**EXERCISE DIRECTIONS**
Render the material below, from the line with "In the scene depicted above, can you spot any bare" to the line with "0;0;740;165", as a JSON list of strings with one string per line. Include both end lines and skip any blank lines.

══════

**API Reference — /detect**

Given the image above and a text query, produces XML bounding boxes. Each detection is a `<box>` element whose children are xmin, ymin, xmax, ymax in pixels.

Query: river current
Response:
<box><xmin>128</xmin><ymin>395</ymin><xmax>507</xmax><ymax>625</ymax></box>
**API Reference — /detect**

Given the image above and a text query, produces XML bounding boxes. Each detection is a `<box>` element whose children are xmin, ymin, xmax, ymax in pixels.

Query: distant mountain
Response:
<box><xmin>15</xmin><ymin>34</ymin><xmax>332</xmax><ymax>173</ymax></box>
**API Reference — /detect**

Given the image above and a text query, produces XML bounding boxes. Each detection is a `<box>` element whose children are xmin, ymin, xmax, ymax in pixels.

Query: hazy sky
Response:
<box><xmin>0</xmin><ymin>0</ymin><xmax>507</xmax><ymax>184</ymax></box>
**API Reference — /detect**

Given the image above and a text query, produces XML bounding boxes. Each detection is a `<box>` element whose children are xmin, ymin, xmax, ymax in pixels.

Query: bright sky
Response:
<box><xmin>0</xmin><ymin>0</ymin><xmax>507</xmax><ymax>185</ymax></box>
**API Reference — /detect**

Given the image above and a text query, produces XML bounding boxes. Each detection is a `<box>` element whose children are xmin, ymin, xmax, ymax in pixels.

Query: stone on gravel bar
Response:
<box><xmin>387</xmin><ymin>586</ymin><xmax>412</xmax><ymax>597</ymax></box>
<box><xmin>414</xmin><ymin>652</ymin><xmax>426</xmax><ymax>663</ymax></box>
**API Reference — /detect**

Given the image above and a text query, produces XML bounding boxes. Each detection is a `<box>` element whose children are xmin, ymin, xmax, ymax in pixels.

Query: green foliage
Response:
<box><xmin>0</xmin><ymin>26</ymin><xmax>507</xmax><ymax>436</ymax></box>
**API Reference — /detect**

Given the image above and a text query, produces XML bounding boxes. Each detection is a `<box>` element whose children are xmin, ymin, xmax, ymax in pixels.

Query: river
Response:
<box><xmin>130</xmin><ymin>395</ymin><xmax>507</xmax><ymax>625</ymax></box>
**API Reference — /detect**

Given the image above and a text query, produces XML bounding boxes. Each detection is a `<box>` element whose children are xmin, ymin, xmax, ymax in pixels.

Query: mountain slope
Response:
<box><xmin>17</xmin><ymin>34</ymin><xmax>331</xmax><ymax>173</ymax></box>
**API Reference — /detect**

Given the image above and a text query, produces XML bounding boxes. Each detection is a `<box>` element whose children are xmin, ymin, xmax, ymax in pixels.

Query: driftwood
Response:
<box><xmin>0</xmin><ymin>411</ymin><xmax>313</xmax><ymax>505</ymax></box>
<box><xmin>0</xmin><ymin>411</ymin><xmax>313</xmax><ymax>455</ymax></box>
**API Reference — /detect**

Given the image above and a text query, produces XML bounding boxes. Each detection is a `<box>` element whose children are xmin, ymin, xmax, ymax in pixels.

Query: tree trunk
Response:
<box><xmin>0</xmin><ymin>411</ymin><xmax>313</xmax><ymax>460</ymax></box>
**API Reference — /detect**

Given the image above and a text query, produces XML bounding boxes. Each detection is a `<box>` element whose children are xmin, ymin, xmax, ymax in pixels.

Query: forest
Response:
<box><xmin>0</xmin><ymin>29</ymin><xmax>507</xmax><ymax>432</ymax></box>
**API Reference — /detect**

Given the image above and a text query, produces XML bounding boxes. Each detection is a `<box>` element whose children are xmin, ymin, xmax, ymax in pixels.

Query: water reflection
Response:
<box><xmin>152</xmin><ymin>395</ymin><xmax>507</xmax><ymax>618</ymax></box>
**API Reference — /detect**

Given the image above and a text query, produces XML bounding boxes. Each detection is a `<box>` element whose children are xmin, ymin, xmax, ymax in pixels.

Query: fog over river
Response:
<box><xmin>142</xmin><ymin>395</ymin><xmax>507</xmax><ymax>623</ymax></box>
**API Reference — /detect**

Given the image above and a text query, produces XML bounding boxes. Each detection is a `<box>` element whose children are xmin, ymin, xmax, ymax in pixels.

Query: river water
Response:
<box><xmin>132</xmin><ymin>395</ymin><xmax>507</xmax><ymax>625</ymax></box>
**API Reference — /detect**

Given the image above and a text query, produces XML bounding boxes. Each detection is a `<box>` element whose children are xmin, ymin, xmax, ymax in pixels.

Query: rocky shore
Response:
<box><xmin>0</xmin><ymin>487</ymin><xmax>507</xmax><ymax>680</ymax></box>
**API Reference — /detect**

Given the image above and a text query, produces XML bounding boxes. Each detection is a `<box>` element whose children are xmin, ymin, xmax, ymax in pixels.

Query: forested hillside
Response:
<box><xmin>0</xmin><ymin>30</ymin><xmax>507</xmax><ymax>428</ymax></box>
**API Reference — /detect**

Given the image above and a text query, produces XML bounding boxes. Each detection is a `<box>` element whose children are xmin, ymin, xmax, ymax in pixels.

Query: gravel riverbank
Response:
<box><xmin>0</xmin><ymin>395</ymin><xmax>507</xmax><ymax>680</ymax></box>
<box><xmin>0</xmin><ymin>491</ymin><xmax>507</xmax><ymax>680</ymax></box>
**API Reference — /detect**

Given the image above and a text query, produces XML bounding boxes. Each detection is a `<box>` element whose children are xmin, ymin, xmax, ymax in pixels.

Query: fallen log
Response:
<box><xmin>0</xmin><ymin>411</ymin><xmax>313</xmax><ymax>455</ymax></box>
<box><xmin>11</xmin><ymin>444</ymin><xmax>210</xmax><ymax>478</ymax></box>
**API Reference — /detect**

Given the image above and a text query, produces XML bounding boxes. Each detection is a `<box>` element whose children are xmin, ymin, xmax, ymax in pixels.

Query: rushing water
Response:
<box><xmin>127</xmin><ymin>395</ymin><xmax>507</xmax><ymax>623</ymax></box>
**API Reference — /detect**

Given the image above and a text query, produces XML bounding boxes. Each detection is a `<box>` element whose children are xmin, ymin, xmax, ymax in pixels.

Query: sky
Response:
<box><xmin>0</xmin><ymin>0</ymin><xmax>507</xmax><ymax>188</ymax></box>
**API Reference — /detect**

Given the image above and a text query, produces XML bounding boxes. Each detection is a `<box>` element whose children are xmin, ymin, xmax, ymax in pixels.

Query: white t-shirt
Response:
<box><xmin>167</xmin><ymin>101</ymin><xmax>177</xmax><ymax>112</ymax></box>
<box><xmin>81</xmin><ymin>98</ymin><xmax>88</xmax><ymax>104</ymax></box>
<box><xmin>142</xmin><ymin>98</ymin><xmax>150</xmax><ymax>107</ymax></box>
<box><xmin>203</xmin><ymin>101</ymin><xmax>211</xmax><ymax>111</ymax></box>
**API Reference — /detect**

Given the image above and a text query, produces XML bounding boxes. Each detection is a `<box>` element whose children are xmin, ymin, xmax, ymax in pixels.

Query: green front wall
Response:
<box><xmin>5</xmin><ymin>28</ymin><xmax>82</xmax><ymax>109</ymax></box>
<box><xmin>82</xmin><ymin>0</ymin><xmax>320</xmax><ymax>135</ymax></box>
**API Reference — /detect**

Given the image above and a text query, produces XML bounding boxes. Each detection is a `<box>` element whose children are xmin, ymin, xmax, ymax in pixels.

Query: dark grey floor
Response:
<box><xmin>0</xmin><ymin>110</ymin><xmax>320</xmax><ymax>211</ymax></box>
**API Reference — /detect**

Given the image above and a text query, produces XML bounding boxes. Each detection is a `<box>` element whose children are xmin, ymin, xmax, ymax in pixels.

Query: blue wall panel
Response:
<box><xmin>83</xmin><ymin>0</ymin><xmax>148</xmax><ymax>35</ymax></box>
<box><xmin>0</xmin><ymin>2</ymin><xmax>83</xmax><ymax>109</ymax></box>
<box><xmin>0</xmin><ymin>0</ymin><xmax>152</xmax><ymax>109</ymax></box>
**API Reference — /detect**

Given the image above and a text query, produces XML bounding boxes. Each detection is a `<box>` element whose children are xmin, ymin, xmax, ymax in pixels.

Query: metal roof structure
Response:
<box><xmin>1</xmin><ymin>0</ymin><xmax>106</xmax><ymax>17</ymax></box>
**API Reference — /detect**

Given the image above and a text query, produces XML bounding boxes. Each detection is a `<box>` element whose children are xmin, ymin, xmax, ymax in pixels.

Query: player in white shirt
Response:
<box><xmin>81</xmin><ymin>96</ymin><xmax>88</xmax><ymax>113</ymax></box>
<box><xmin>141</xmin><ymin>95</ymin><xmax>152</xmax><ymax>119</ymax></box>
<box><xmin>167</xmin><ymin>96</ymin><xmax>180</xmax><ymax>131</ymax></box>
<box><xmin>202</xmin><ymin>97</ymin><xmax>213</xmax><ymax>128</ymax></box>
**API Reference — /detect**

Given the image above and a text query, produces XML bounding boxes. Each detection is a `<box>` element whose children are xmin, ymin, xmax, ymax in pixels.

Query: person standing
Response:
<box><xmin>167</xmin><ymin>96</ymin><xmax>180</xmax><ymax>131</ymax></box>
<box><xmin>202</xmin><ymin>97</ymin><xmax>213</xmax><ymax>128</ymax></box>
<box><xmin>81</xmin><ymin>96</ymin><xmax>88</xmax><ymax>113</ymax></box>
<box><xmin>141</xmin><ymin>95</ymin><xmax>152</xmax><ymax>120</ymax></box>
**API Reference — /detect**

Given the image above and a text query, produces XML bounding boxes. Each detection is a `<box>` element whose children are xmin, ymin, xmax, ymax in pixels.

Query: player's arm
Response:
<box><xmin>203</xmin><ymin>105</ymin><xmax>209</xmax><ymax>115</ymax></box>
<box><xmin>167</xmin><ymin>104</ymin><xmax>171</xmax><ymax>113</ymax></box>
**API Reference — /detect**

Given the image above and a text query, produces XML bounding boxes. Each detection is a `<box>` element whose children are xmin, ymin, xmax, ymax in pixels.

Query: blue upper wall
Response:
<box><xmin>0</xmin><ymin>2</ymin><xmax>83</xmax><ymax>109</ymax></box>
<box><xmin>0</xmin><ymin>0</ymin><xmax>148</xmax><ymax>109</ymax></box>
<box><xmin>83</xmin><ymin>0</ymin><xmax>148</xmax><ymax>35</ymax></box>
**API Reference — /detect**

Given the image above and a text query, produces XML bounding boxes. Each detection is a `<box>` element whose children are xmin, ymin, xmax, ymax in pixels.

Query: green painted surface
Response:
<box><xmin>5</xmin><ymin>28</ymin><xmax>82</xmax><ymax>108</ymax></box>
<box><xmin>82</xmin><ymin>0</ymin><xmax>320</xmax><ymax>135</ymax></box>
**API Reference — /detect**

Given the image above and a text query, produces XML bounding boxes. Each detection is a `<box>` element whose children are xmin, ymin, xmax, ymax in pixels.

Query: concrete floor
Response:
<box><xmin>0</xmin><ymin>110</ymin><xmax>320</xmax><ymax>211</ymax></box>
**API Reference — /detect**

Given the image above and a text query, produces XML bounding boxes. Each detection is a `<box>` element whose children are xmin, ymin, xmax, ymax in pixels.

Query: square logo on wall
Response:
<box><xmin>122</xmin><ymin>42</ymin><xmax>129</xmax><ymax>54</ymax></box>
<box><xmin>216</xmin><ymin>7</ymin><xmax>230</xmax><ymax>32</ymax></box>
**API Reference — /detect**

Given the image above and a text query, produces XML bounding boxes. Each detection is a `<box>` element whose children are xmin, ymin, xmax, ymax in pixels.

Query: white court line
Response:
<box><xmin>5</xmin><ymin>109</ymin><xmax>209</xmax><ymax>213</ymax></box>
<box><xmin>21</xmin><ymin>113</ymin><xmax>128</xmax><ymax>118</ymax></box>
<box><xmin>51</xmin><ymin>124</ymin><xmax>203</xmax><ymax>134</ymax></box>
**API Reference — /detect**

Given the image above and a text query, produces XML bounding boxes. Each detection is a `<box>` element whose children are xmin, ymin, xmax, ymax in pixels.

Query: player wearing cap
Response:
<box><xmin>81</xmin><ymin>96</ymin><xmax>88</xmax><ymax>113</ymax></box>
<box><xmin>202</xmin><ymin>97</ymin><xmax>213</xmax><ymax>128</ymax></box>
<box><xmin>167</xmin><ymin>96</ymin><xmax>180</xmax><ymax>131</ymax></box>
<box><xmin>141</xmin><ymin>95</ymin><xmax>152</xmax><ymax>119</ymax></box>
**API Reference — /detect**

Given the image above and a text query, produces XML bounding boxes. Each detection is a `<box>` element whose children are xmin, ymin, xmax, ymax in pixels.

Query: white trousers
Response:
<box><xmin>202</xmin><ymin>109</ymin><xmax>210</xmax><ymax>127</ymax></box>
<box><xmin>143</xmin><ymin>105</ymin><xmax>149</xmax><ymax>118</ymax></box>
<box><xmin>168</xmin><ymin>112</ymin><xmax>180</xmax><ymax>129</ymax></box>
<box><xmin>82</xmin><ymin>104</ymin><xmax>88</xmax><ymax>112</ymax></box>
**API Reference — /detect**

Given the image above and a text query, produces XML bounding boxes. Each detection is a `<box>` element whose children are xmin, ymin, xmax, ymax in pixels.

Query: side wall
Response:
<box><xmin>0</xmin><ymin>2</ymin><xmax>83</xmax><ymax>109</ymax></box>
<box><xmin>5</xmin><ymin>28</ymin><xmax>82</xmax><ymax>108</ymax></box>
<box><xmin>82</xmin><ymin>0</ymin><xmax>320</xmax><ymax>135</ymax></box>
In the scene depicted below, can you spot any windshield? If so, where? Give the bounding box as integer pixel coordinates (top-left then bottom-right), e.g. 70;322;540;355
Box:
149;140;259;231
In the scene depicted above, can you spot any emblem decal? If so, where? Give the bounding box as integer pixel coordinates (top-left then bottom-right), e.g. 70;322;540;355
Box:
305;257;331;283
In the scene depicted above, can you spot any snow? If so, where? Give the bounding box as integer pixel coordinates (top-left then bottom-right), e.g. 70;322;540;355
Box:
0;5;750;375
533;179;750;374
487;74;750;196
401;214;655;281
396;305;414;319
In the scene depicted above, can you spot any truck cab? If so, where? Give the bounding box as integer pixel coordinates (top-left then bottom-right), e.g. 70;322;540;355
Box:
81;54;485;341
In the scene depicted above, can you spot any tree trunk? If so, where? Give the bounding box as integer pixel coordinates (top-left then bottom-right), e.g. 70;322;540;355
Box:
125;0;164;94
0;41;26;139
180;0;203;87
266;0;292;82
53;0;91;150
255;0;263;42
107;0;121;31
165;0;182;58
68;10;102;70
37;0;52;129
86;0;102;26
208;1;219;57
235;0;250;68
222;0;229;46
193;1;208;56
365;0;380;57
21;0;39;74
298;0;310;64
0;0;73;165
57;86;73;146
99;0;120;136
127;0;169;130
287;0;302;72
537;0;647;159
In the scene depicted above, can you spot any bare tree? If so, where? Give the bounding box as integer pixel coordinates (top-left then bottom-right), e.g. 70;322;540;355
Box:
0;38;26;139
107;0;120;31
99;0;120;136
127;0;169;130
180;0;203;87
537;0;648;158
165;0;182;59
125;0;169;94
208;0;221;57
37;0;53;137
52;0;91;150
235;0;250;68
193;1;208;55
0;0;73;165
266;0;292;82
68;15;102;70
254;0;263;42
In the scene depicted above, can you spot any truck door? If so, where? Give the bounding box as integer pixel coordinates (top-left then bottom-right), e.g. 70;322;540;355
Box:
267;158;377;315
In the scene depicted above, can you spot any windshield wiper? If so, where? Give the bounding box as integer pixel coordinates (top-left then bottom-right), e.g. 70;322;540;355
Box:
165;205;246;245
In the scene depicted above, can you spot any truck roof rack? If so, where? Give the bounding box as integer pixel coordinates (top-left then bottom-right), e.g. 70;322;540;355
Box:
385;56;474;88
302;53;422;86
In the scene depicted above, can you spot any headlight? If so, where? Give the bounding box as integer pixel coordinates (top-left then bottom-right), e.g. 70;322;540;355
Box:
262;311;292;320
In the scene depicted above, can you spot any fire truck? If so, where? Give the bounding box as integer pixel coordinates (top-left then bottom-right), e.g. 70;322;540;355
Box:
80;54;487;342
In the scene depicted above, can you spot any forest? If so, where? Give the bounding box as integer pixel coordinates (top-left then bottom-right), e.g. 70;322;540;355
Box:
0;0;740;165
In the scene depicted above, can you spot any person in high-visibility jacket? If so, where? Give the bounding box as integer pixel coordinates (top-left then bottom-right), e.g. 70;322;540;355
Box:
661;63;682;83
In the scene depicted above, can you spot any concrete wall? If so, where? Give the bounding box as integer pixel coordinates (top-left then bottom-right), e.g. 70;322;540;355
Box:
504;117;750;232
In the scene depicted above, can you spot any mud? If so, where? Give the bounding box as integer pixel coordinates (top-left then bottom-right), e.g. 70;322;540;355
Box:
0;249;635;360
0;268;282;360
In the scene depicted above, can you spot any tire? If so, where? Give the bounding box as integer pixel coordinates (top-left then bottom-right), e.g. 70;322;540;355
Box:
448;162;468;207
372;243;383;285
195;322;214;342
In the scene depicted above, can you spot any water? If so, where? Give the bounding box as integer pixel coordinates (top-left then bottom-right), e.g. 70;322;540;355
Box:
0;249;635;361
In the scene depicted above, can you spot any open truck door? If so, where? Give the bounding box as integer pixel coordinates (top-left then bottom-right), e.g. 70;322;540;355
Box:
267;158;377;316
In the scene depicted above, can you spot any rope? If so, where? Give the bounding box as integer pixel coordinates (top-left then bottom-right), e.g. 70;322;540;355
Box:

══════

**OUTPUT BELOW**
[
  "In the scene depicted above, can you spot any bare tree? If so, where? Give the bounding box as integer pixel coordinates (top-left then bottom-right), e.g. 70;322;540;355",
  "Box:",
  "0;38;26;139",
  "107;0;120;31",
  "99;0;120;136",
  "127;0;169;130",
  "180;0;203;87",
  "537;0;648;158",
  "165;0;182;59",
  "125;0;169;94",
  "208;0;221;57",
  "37;0;53;137",
  "52;0;91;150",
  "235;0;250;68",
  "193;1;208;55",
  "0;0;73;165",
  "266;0;292;82",
  "68;15;102;70",
  "254;0;263;42",
  "In the scene depicted above, can you spot any truck door? If so, where? Give the bounding box as integer pixel coordinates (top-left then bottom-right), e.g. 70;322;540;355",
  "Box:",
  "267;158;377;315",
  "In the scene depicted above, can you spot any windshield wiper? If so, where? Give the bounding box as integer pixel coordinates (top-left then bottom-right), e.g. 70;322;540;355",
  "Box:",
  "165;205;246;245",
  "In the scene depicted above, can you spot any truck roof rack? If so, where? Give the bounding box as integer pixel coordinates (top-left then bottom-right), e.g. 70;322;540;355",
  "Box:",
  "385;56;474;88",
  "302;53;422;86",
  "In the scene depicted above, can you spot any headlight? If so, where? Give the bounding box as integer pixel coordinates (top-left then bottom-right), e.g. 70;322;540;355",
  "Box:",
  "262;311;292;320",
  "In the scene depicted above, can you spot any fire truck? If so, where? Give the bounding box as integer pixel coordinates (top-left then bottom-right), e.g. 70;322;540;355",
  "Box:",
  "80;54;487;342",
  "In the scene depicted above, can you spot any forest? If so, where? Give the bounding box as integer pixel coordinates (top-left then bottom-right), e.g. 70;322;540;355",
  "Box:",
  "0;0;740;165"
]